## [Goal]
Show each line of the data below that contains the string "road", treating uppercase and lowercase letters as different.

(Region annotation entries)
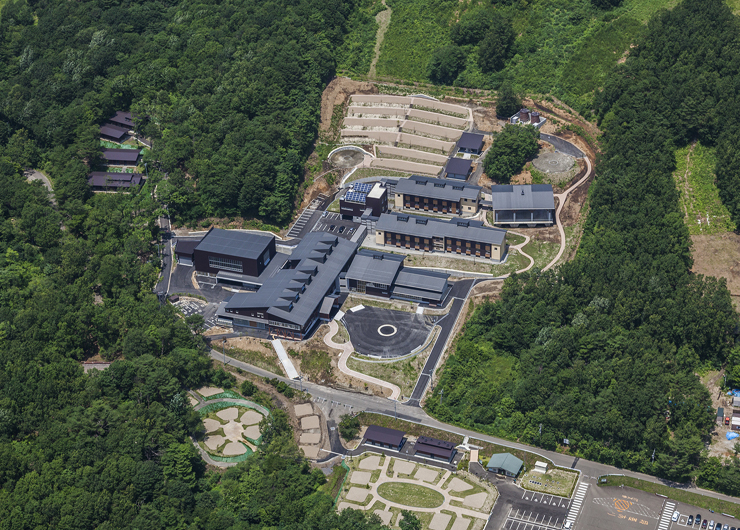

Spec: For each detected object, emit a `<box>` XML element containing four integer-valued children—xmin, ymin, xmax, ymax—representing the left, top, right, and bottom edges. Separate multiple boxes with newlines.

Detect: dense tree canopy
<box><xmin>0</xmin><ymin>0</ymin><xmax>364</xmax><ymax>223</ymax></box>
<box><xmin>428</xmin><ymin>0</ymin><xmax>740</xmax><ymax>486</ymax></box>
<box><xmin>483</xmin><ymin>124</ymin><xmax>540</xmax><ymax>184</ymax></box>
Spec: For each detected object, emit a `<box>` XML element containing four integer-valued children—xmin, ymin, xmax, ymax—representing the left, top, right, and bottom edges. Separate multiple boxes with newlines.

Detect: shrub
<box><xmin>339</xmin><ymin>414</ymin><xmax>360</xmax><ymax>440</ymax></box>
<box><xmin>483</xmin><ymin>124</ymin><xmax>540</xmax><ymax>184</ymax></box>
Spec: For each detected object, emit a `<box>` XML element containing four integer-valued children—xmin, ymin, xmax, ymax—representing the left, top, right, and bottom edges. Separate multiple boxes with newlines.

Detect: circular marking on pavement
<box><xmin>378</xmin><ymin>324</ymin><xmax>398</xmax><ymax>337</ymax></box>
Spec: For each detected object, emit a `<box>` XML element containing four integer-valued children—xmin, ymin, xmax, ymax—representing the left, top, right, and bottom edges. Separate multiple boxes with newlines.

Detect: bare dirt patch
<box><xmin>691</xmin><ymin>232</ymin><xmax>740</xmax><ymax>307</ymax></box>
<box><xmin>320</xmin><ymin>77</ymin><xmax>378</xmax><ymax>131</ymax></box>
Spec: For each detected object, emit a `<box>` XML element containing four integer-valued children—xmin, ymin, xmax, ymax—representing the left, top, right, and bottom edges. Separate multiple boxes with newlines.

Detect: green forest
<box><xmin>0</xmin><ymin>154</ymin><xmax>390</xmax><ymax>530</ymax></box>
<box><xmin>428</xmin><ymin>0</ymin><xmax>740</xmax><ymax>495</ymax></box>
<box><xmin>0</xmin><ymin>0</ymin><xmax>374</xmax><ymax>225</ymax></box>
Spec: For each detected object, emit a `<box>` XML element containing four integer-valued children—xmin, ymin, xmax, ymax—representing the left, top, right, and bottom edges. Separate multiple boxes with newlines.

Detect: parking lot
<box><xmin>313</xmin><ymin>212</ymin><xmax>360</xmax><ymax>239</ymax></box>
<box><xmin>575</xmin><ymin>484</ymin><xmax>716</xmax><ymax>530</ymax></box>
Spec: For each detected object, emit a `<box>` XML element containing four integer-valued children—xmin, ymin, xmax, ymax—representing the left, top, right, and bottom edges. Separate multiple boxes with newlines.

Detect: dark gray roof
<box><xmin>445</xmin><ymin>157</ymin><xmax>472</xmax><ymax>175</ymax></box>
<box><xmin>197</xmin><ymin>228</ymin><xmax>275</xmax><ymax>259</ymax></box>
<box><xmin>375</xmin><ymin>213</ymin><xmax>506</xmax><ymax>245</ymax></box>
<box><xmin>87</xmin><ymin>171</ymin><xmax>145</xmax><ymax>188</ymax></box>
<box><xmin>108</xmin><ymin>110</ymin><xmax>134</xmax><ymax>129</ymax></box>
<box><xmin>227</xmin><ymin>232</ymin><xmax>357</xmax><ymax>327</ymax></box>
<box><xmin>347</xmin><ymin>249</ymin><xmax>405</xmax><ymax>285</ymax></box>
<box><xmin>396</xmin><ymin>175</ymin><xmax>482</xmax><ymax>201</ymax></box>
<box><xmin>365</xmin><ymin>425</ymin><xmax>406</xmax><ymax>446</ymax></box>
<box><xmin>395</xmin><ymin>267</ymin><xmax>450</xmax><ymax>293</ymax></box>
<box><xmin>103</xmin><ymin>149</ymin><xmax>141</xmax><ymax>162</ymax></box>
<box><xmin>100</xmin><ymin>123</ymin><xmax>129</xmax><ymax>138</ymax></box>
<box><xmin>491</xmin><ymin>184</ymin><xmax>555</xmax><ymax>210</ymax></box>
<box><xmin>175</xmin><ymin>239</ymin><xmax>200</xmax><ymax>256</ymax></box>
<box><xmin>414</xmin><ymin>436</ymin><xmax>455</xmax><ymax>458</ymax></box>
<box><xmin>457</xmin><ymin>133</ymin><xmax>483</xmax><ymax>149</ymax></box>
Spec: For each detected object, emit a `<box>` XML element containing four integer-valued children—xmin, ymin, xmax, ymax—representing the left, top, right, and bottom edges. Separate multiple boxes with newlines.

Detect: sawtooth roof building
<box><xmin>393</xmin><ymin>175</ymin><xmax>483</xmax><ymax>215</ymax></box>
<box><xmin>215</xmin><ymin>232</ymin><xmax>357</xmax><ymax>340</ymax></box>
<box><xmin>346</xmin><ymin>249</ymin><xmax>451</xmax><ymax>306</ymax></box>
<box><xmin>375</xmin><ymin>213</ymin><xmax>506</xmax><ymax>261</ymax></box>
<box><xmin>491</xmin><ymin>184</ymin><xmax>555</xmax><ymax>228</ymax></box>
<box><xmin>103</xmin><ymin>149</ymin><xmax>141</xmax><ymax>166</ymax></box>
<box><xmin>87</xmin><ymin>171</ymin><xmax>146</xmax><ymax>191</ymax></box>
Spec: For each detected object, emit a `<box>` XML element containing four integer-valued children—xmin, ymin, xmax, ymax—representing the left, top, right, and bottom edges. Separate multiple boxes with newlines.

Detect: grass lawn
<box><xmin>358</xmin><ymin>412</ymin><xmax>462</xmax><ymax>445</ymax></box>
<box><xmin>226</xmin><ymin>348</ymin><xmax>284</xmax><ymax>375</ymax></box>
<box><xmin>598</xmin><ymin>477</ymin><xmax>740</xmax><ymax>518</ymax></box>
<box><xmin>519</xmin><ymin>468</ymin><xmax>578</xmax><ymax>497</ymax></box>
<box><xmin>347</xmin><ymin>329</ymin><xmax>439</xmax><ymax>396</ymax></box>
<box><xmin>378</xmin><ymin>482</ymin><xmax>445</xmax><ymax>508</ymax></box>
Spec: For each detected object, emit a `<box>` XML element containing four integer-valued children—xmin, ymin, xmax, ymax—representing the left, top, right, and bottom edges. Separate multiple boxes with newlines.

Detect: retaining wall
<box><xmin>398</xmin><ymin>133</ymin><xmax>455</xmax><ymax>154</ymax></box>
<box><xmin>347</xmin><ymin>107</ymin><xmax>408</xmax><ymax>119</ymax></box>
<box><xmin>370</xmin><ymin>158</ymin><xmax>442</xmax><ymax>175</ymax></box>
<box><xmin>344</xmin><ymin>118</ymin><xmax>405</xmax><ymax>129</ymax></box>
<box><xmin>378</xmin><ymin>145</ymin><xmax>447</xmax><ymax>166</ymax></box>
<box><xmin>406</xmin><ymin>109</ymin><xmax>469</xmax><ymax>127</ymax></box>
<box><xmin>401</xmin><ymin>120</ymin><xmax>463</xmax><ymax>141</ymax></box>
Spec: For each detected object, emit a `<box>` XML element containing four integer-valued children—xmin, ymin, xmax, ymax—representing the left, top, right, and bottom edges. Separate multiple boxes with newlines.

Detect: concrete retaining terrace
<box><xmin>370</xmin><ymin>158</ymin><xmax>442</xmax><ymax>175</ymax></box>
<box><xmin>377</xmin><ymin>145</ymin><xmax>447</xmax><ymax>166</ymax></box>
<box><xmin>401</xmin><ymin>121</ymin><xmax>463</xmax><ymax>141</ymax></box>
<box><xmin>347</xmin><ymin>106</ymin><xmax>409</xmax><ymax>118</ymax></box>
<box><xmin>344</xmin><ymin>118</ymin><xmax>405</xmax><ymax>129</ymax></box>
<box><xmin>398</xmin><ymin>133</ymin><xmax>455</xmax><ymax>154</ymax></box>
<box><xmin>406</xmin><ymin>109</ymin><xmax>470</xmax><ymax>127</ymax></box>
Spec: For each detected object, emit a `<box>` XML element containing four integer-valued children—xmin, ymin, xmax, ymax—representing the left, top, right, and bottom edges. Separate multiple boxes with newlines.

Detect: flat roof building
<box><xmin>100</xmin><ymin>123</ymin><xmax>128</xmax><ymax>142</ymax></box>
<box><xmin>194</xmin><ymin>228</ymin><xmax>276</xmax><ymax>289</ymax></box>
<box><xmin>87</xmin><ymin>171</ymin><xmax>146</xmax><ymax>191</ymax></box>
<box><xmin>346</xmin><ymin>249</ymin><xmax>451</xmax><ymax>305</ymax></box>
<box><xmin>394</xmin><ymin>175</ymin><xmax>482</xmax><ymax>215</ymax></box>
<box><xmin>445</xmin><ymin>157</ymin><xmax>472</xmax><ymax>180</ymax></box>
<box><xmin>103</xmin><ymin>149</ymin><xmax>141</xmax><ymax>166</ymax></box>
<box><xmin>491</xmin><ymin>184</ymin><xmax>555</xmax><ymax>228</ymax></box>
<box><xmin>108</xmin><ymin>110</ymin><xmax>134</xmax><ymax>131</ymax></box>
<box><xmin>486</xmin><ymin>453</ymin><xmax>524</xmax><ymax>477</ymax></box>
<box><xmin>375</xmin><ymin>213</ymin><xmax>506</xmax><ymax>261</ymax></box>
<box><xmin>215</xmin><ymin>232</ymin><xmax>357</xmax><ymax>340</ymax></box>
<box><xmin>457</xmin><ymin>132</ymin><xmax>483</xmax><ymax>155</ymax></box>
<box><xmin>364</xmin><ymin>425</ymin><xmax>406</xmax><ymax>451</ymax></box>
<box><xmin>414</xmin><ymin>436</ymin><xmax>457</xmax><ymax>462</ymax></box>
<box><xmin>339</xmin><ymin>182</ymin><xmax>388</xmax><ymax>218</ymax></box>
<box><xmin>509</xmin><ymin>107</ymin><xmax>547</xmax><ymax>129</ymax></box>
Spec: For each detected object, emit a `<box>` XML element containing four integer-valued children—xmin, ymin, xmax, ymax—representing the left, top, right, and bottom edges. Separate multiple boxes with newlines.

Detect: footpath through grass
<box><xmin>599</xmin><ymin>476</ymin><xmax>740</xmax><ymax>518</ymax></box>
<box><xmin>673</xmin><ymin>142</ymin><xmax>736</xmax><ymax>235</ymax></box>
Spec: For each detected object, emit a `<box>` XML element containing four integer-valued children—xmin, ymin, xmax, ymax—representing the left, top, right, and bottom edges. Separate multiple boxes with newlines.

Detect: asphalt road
<box><xmin>540</xmin><ymin>133</ymin><xmax>583</xmax><ymax>158</ymax></box>
<box><xmin>211</xmin><ymin>350</ymin><xmax>739</xmax><ymax>504</ymax></box>
<box><xmin>407</xmin><ymin>280</ymin><xmax>475</xmax><ymax>407</ymax></box>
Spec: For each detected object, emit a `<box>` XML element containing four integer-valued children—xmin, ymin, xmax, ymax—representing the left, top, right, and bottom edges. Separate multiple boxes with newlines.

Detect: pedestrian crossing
<box><xmin>565</xmin><ymin>482</ymin><xmax>588</xmax><ymax>525</ymax></box>
<box><xmin>658</xmin><ymin>501</ymin><xmax>676</xmax><ymax>530</ymax></box>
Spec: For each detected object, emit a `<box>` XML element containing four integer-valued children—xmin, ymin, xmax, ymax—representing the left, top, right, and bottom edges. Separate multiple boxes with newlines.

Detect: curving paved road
<box><xmin>542</xmin><ymin>156</ymin><xmax>591</xmax><ymax>271</ymax></box>
<box><xmin>324</xmin><ymin>320</ymin><xmax>401</xmax><ymax>400</ymax></box>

## [The solution]
Detect: asphalt road
Detect: curving paved road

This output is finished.